(Stored data entries)
Content starts

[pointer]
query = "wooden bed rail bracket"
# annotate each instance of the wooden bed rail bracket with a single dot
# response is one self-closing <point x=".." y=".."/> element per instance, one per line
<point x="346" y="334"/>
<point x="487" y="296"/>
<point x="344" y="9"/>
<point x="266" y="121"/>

Content ends

# [Work to complete]
All entries should be restated word for word.

# [Output for this exercise]
[pointer]
query = "wooden bed rail bracket"
# annotate each instance of the wooden bed rail bracket with a single dot
# response is one self-closing <point x=".." y=".."/> element per instance, one per line
<point x="346" y="334"/>
<point x="487" y="296"/>
<point x="344" y="9"/>
<point x="266" y="121"/>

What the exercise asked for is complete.